### Problem details
Look through the material below and copy every line containing the word "provide".

<<<<

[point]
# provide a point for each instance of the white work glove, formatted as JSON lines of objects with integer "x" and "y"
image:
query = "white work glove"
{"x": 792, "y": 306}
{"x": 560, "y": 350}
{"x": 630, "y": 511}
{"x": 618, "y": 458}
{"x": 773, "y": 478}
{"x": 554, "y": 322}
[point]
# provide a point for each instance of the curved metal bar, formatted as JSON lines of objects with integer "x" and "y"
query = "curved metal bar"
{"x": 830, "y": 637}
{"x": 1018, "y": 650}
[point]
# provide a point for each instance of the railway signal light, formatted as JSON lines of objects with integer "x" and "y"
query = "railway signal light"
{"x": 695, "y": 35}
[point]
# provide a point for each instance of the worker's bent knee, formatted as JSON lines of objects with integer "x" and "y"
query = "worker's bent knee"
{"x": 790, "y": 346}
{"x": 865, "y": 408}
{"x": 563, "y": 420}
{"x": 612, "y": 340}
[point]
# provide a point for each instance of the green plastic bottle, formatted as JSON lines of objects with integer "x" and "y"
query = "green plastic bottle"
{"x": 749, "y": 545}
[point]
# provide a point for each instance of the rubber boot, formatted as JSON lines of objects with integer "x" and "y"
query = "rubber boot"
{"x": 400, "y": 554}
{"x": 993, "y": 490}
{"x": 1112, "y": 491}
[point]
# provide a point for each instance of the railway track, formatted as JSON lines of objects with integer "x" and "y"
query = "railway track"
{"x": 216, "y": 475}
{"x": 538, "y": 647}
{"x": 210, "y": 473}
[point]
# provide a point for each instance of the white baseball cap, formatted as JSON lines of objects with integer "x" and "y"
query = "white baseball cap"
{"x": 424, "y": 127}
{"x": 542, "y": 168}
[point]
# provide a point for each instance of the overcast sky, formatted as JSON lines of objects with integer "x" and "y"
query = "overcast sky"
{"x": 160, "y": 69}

>>>>

### Finished task
# provide a point for each instance of the white work glove, formatted as JSON lines of objects with integer "x" and "y"
# provide a point for each instance of the curved metal bar, formatted as JSON lines of objects with integer "x" and "y"
# provide a point for each instance of the railway signal light, formatted as JSON lines of objects with integer "x" and "y"
# provide a point for each instance of the worker's bent knee, formatted as JSON lines of objects with integer "x" and "y"
# provide a point for each instance of the green plastic bottle, formatted as JSON lines of objects with integer "x" and "y"
# provide a point for each instance of the rubber boot, formatted as JSON lines of objects with integer "x" and "y"
# provide a point for each instance of the railway track, formatted as JSON lines of objects with integer "x" and "y"
# provide a point for each instance of the white baseball cap, formatted as JSON lines of objects with integer "x" and "y"
# provide a point for each instance of the overcast sky, formatted as JSON lines of objects with integer "x" and "y"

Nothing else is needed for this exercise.